_Your task_
Render every line of the entries below as a Markdown table with two columns, Row and Line. Number the rows in order and leave out any blank lines.

_Items_
>> begin

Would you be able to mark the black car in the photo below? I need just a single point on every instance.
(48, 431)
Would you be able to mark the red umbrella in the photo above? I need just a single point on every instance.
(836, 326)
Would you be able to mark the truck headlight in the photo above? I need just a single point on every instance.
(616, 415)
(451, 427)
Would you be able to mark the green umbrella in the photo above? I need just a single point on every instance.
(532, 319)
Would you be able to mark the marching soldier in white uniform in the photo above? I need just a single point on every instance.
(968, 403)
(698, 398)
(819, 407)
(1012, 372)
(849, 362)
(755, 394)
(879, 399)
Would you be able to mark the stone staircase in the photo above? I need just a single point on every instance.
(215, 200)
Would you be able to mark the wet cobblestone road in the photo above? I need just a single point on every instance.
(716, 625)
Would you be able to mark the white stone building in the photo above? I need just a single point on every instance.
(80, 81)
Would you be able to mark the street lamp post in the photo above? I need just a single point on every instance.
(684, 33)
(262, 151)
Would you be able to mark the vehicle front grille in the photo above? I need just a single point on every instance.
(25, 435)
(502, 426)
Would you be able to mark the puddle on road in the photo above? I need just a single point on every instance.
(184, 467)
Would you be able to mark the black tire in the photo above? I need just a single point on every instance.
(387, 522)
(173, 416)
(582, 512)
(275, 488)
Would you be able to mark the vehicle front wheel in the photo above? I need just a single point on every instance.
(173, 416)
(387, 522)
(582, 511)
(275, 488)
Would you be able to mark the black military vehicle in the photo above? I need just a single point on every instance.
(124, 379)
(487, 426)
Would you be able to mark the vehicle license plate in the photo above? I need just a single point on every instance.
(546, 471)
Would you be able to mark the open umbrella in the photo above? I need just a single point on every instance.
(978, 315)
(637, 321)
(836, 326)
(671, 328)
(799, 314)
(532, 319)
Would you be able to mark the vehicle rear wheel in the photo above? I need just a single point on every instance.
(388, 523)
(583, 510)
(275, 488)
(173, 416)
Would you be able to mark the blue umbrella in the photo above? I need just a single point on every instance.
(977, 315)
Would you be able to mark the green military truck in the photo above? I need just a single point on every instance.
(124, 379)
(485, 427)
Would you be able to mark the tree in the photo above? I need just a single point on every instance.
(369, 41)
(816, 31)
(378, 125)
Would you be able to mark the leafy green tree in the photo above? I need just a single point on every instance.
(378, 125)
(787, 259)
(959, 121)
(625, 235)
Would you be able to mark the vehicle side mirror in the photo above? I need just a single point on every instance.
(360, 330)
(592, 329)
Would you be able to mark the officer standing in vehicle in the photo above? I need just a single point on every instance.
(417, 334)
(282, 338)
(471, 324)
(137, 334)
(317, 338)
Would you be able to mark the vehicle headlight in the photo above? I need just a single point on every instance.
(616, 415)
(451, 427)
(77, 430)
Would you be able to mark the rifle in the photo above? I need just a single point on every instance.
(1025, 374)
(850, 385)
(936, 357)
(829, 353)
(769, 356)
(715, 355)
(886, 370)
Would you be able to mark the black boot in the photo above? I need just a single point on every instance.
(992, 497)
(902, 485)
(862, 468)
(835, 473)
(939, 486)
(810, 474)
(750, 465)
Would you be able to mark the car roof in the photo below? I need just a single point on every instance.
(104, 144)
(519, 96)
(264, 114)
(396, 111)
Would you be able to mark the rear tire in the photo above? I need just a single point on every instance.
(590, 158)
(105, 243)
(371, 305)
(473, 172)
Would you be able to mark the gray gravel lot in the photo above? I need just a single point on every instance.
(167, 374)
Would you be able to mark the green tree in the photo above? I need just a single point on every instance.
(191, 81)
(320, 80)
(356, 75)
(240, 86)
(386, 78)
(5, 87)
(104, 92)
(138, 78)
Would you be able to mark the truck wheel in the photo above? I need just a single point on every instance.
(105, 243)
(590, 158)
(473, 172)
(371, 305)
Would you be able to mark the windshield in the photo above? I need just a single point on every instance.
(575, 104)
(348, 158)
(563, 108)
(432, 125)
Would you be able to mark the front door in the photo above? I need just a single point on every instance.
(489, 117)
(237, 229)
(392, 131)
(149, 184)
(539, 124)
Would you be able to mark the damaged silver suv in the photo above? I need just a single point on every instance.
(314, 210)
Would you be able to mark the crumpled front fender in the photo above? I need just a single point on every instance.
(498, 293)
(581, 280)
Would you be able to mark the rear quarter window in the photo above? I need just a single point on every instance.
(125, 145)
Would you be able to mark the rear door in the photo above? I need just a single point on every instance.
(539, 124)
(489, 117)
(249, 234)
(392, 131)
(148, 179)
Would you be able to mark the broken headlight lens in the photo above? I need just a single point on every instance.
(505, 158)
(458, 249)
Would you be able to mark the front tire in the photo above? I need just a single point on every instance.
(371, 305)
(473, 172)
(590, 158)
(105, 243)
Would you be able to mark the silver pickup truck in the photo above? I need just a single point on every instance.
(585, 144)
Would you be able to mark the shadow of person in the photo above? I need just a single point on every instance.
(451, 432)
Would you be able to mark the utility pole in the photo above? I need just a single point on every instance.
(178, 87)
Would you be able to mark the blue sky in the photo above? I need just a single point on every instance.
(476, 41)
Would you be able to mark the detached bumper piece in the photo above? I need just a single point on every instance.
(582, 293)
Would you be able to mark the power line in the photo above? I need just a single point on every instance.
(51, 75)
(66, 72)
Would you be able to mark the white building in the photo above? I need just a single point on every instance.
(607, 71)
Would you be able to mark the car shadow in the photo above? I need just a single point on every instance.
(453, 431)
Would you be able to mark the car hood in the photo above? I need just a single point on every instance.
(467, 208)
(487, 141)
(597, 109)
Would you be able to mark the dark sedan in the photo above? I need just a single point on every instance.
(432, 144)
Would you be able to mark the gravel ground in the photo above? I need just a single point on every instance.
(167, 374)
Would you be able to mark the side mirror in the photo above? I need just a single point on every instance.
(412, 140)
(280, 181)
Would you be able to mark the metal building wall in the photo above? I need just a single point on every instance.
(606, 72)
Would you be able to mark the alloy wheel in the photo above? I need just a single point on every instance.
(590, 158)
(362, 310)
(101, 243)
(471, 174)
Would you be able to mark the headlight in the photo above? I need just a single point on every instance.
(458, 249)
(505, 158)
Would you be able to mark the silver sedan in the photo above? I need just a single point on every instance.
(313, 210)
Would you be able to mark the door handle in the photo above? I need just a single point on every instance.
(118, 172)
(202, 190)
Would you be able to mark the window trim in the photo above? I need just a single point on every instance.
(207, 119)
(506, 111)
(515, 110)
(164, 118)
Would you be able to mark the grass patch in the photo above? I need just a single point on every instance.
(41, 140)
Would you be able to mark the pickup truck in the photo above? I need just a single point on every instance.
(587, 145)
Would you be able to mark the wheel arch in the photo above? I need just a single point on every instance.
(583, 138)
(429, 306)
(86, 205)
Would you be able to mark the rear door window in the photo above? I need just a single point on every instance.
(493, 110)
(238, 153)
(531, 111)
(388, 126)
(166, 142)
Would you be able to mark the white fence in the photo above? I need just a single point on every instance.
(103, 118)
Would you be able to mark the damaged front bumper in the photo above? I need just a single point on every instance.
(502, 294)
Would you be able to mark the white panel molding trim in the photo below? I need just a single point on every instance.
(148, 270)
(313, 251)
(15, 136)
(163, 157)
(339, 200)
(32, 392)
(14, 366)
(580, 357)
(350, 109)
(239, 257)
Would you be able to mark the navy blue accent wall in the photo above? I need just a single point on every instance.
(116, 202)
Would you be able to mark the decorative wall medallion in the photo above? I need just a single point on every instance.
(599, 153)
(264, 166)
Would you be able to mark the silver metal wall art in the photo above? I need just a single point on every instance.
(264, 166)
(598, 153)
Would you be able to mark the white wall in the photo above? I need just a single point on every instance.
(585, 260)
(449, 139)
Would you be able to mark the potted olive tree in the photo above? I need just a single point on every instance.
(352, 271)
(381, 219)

>> end

_Answer for this exercise_
| Row | Line |
|---|---|
| 1 | Would you be able to mark the black car in the photo below? I need just a single point on every instance. |
| 2 | (48, 431) |
| 3 | Would you be able to mark the red umbrella in the photo above? I need just a single point on every instance. |
| 4 | (836, 326) |
| 5 | Would you be able to mark the truck headlight in the photo above? I need just a single point on every instance. |
| 6 | (616, 415) |
| 7 | (451, 427) |
| 8 | Would you be able to mark the green umbrella in the photo above? I need just a single point on every instance. |
| 9 | (532, 319) |
| 10 | Would you be able to mark the marching soldier in white uniform in the photo above? I need just a single point on every instance. |
| 11 | (968, 403) |
| 12 | (698, 398) |
| 13 | (819, 407) |
| 14 | (1012, 372) |
| 15 | (849, 362) |
| 16 | (755, 394) |
| 17 | (879, 399) |
| 18 | Would you be able to mark the stone staircase in the photo above? I need just a single point on every instance. |
| 19 | (215, 200) |
| 20 | Would you be able to mark the wet cobblestone road in the photo above? I need just a single point on every instance. |
| 21 | (716, 625) |
| 22 | Would you be able to mark the white stone building in the photo above? I need just a single point on every instance. |
| 23 | (80, 81) |
| 24 | Would you be able to mark the street lamp post in the photo above? I need just a single point on every instance. |
| 25 | (684, 33) |
| 26 | (262, 151) |
| 27 | Would you be able to mark the vehicle front grille in the photo above? I need just a single point on every instance. |
| 28 | (25, 435) |
| 29 | (502, 426) |
| 30 | Would you be able to mark the puddle on road in the photo above? I need just a single point on every instance. |
| 31 | (184, 467) |
| 32 | Would you be able to mark the black tire in the photo above? I need just a single point on every instance. |
| 33 | (387, 522) |
| 34 | (173, 416) |
| 35 | (582, 512) |
| 36 | (275, 488) |
| 37 | Would you be able to mark the vehicle front wheel in the photo above? I need just a single point on every instance. |
| 38 | (173, 416) |
| 39 | (387, 522) |
| 40 | (582, 511) |
| 41 | (275, 488) |
| 42 | Would you be able to mark the black military vehicle in the photo above? I need just a single point on every instance. |
| 43 | (124, 379) |
| 44 | (487, 426) |
| 45 | Would you be able to mark the vehicle license plate in the photo above? I need just a single point on every instance. |
| 46 | (546, 471) |
| 47 | Would you be able to mark the open umbrella in the photo above? I need just a single point on every instance. |
| 48 | (978, 315) |
| 49 | (637, 321) |
| 50 | (836, 326) |
| 51 | (671, 328) |
| 52 | (799, 314) |
| 53 | (532, 319) |
| 54 | Would you be able to mark the vehicle rear wheel in the photo above? I need just a single point on every instance. |
| 55 | (388, 523) |
| 56 | (583, 510) |
| 57 | (275, 488) |
| 58 | (173, 416) |
| 59 | Would you be able to mark the blue umbrella in the photo above? I need just a single point on every instance. |
| 60 | (977, 315) |
| 61 | Would you be able to mark the green military truck in the photo above? I need just a single point on every instance. |
| 62 | (124, 379) |
| 63 | (485, 427) |
| 64 | Would you be able to mark the tree in the photo above? I need just a single point on every instance. |
| 65 | (369, 41) |
| 66 | (816, 31) |
| 67 | (378, 125) |
| 68 | Would you be able to mark the leafy green tree in the photo above? I need just a single point on every instance. |
| 69 | (378, 125) |
| 70 | (787, 259) |
| 71 | (959, 121) |
| 72 | (625, 235) |
| 73 | Would you be able to mark the vehicle side mirror in the photo above? I need just a single point on every instance. |
| 74 | (360, 330) |
| 75 | (592, 329) |
| 76 | Would you be able to mark the officer standing in vehicle in the photo above? I need just a single point on every instance. |
| 77 | (417, 334) |
| 78 | (282, 338) |
| 79 | (471, 324) |
| 80 | (137, 334) |
| 81 | (317, 338) |
| 82 | Would you be able to mark the vehicle headlight in the photo above? I need just a single point on every instance. |
| 83 | (616, 415) |
| 84 | (451, 427) |
| 85 | (77, 430) |
| 86 | Would you be able to mark the rifle in the photo above? I need just a single point on every instance. |
| 87 | (1025, 374) |
| 88 | (850, 385) |
| 89 | (936, 357) |
| 90 | (829, 353) |
| 91 | (769, 356) |
| 92 | (715, 355) |
| 93 | (886, 370) |
| 94 | Would you be able to mark the black boot in the photo above? I need just a single point on every instance. |
| 95 | (992, 497) |
| 96 | (902, 485) |
| 97 | (862, 468) |
| 98 | (835, 473) |
| 99 | (939, 486) |
| 100 | (810, 474) |
| 101 | (750, 465) |
| 102 | Would you be able to mark the car roof in the photo below? I need just a single point on every instance. |
| 103 | (104, 144) |
| 104 | (519, 96) |
| 105 | (264, 114) |
| 106 | (396, 111) |
| 107 | Would you be able to mark the rear tire in the photo above? I need just a single point on every instance. |
| 108 | (590, 158) |
| 109 | (105, 243) |
| 110 | (371, 305) |
| 111 | (473, 172) |
| 112 | Would you be able to mark the gray gravel lot in the photo above? I need just a single point on every instance. |
| 113 | (167, 374) |
| 114 | Would you be able to mark the green tree in the photo above? I need just a single point on every instance. |
| 115 | (191, 81) |
| 116 | (320, 80) |
| 117 | (356, 75) |
| 118 | (240, 86) |
| 119 | (386, 78) |
| 120 | (5, 87) |
| 121 | (104, 92) |
| 122 | (138, 78) |
| 123 | Would you be able to mark the truck wheel in the photo above? I need just a single point on every instance. |
| 124 | (105, 243) |
| 125 | (590, 158) |
| 126 | (473, 172) |
| 127 | (371, 305) |
| 128 | Would you be able to mark the windshield in the photo above? I need just a single point on every instance. |
| 129 | (575, 104) |
| 130 | (348, 158) |
| 131 | (563, 108) |
| 132 | (432, 125) |
| 133 | Would you be able to mark the front door in the photo above? I need just a single point on every instance. |
| 134 | (489, 117) |
| 135 | (237, 229) |
| 136 | (392, 131) |
| 137 | (149, 184) |
| 138 | (539, 124) |
| 139 | Would you be able to mark the damaged silver suv in the photo above? I need just a single point on every instance. |
| 140 | (314, 210) |
| 141 | Would you be able to mark the crumpled front fender in the photo above? I need just a single point on every instance. |
| 142 | (498, 293) |
| 143 | (581, 280) |
| 144 | Would you be able to mark the rear quarter window in the photo above? I need just a single point on every instance. |
| 145 | (125, 145) |
| 146 | Would you be able to mark the rear door in the photo above? I need just a single point on every instance. |
| 147 | (539, 124) |
| 148 | (489, 117) |
| 149 | (249, 234) |
| 150 | (392, 131) |
| 151 | (148, 179) |
| 152 | Would you be able to mark the broken headlight lens in the photo above? I need just a single point on every instance. |
| 153 | (505, 158) |
| 154 | (458, 249) |
| 155 | Would you be able to mark the front tire in the photo above? I need just a single point on every instance. |
| 156 | (371, 305) |
| 157 | (473, 172) |
| 158 | (590, 158) |
| 159 | (105, 243) |
| 160 | Would you be able to mark the silver pickup truck in the photo above? I need just a single point on every instance. |
| 161 | (585, 144) |
| 162 | Would you be able to mark the shadow of person in the photo above? I need just a single point on every instance. |
| 163 | (451, 432) |
| 164 | Would you be able to mark the utility pole in the photo above? I need just a single point on every instance. |
| 165 | (178, 87) |
| 166 | Would you be able to mark the blue sky in the photo above? I need just a single point on every instance. |
| 167 | (476, 41) |
| 168 | Would you be able to mark the detached bumper piece in the photo above? I need just a single point on every instance. |
| 169 | (582, 293) |
| 170 | Would you be able to mark the power line in the photo above? I need just a single point on every instance. |
| 171 | (51, 75) |
| 172 | (66, 72) |
| 173 | Would you be able to mark the white building in the photo above? I need just a single point on every instance. |
| 174 | (607, 71) |
| 175 | Would you be able to mark the car shadow in the photo above? I need just a single point on every instance. |
| 176 | (453, 431) |
| 177 | Would you be able to mark the car hood in the photo above? I need just a single point on every instance. |
| 178 | (467, 208) |
| 179 | (487, 141) |
| 180 | (597, 109) |
| 181 | Would you be able to mark the dark sedan in the photo above? I need just a single point on every instance. |
| 182 | (432, 144) |
| 183 | Would you be able to mark the gravel ground in the photo above? I need just a single point on every instance. |
| 184 | (167, 374) |
| 185 | Would you be able to mark the side mirror in the photo above? I need just a single point on every instance. |
| 186 | (412, 140) |
| 187 | (280, 181) |
| 188 | Would you be able to mark the metal building wall in the photo above? I need just a single point on every instance. |
| 189 | (606, 72) |
| 190 | Would you be able to mark the alloy wheel in the photo above? I need just a single point on every instance. |
| 191 | (590, 158) |
| 192 | (362, 310) |
| 193 | (101, 243) |
| 194 | (471, 174) |
| 195 | Would you be able to mark the headlight in the photo above? I need just a single point on every instance. |
| 196 | (458, 249) |
| 197 | (505, 158) |
| 198 | Would you be able to mark the silver sedan in the photo above? I need just a single point on every instance. |
| 199 | (313, 210) |
| 200 | Would you be able to mark the door handle in the photo above? I need just a single point on every instance. |
| 201 | (118, 172) |
| 202 | (202, 190) |
| 203 | Would you be able to mark the window trim in the photo above? I need just a single point on every instance. |
| 204 | (207, 119) |
| 205 | (506, 111) |
| 206 | (515, 110) |
| 207 | (164, 118) |
| 208 | Would you be able to mark the grass patch in the photo above? I need just a single point on every instance. |
| 209 | (41, 140) |
| 210 | Would you be able to mark the pickup truck in the photo above? I need just a single point on every instance. |
| 211 | (587, 145) |
| 212 | Would you be able to mark the wheel arch in the photo above? I need just a single point on every instance. |
| 213 | (583, 138) |
| 214 | (429, 306) |
| 215 | (86, 205) |
| 216 | Would you be able to mark the rear door window in the photo above? I need just a single point on every instance. |
| 217 | (493, 110) |
| 218 | (238, 153) |
| 219 | (531, 111) |
| 220 | (388, 126) |
| 221 | (166, 142) |
| 222 | Would you be able to mark the white fence in the photo above? I need just a single point on every instance. |
| 223 | (103, 118) |
| 224 | Would you be able to mark the damaged front bumper in the photo above? I need just a single point on every instance. |
| 225 | (502, 294) |
| 226 | Would you be able to mark the white panel molding trim in the photo below? I need just a single point on every instance. |
| 227 | (148, 270) |
| 228 | (313, 251) |
| 229 | (15, 136) |
| 230 | (163, 157) |
| 231 | (339, 200) |
| 232 | (32, 392) |
| 233 | (14, 366) |
| 234 | (580, 357) |
| 235 | (350, 109) |
| 236 | (239, 257) |
| 237 | Would you be able to mark the navy blue accent wall in the photo above? I need just a single point on every instance. |
| 238 | (116, 202) |
| 239 | Would you be able to mark the decorative wall medallion in the photo above? I need just a single point on every instance. |
| 240 | (599, 153) |
| 241 | (264, 166) |
| 242 | Would you be able to mark the silver metal wall art in the photo above? I need just a single point on every instance. |
| 243 | (264, 166) |
| 244 | (598, 153) |
| 245 | Would you be able to mark the white wall in the photo above? I need just a single point on every instance. |
| 246 | (585, 260) |
| 247 | (449, 139) |
| 248 | Would you be able to mark the potted olive tree in the photo above? I need just a single point on every instance. |
| 249 | (352, 271) |
| 250 | (381, 219) |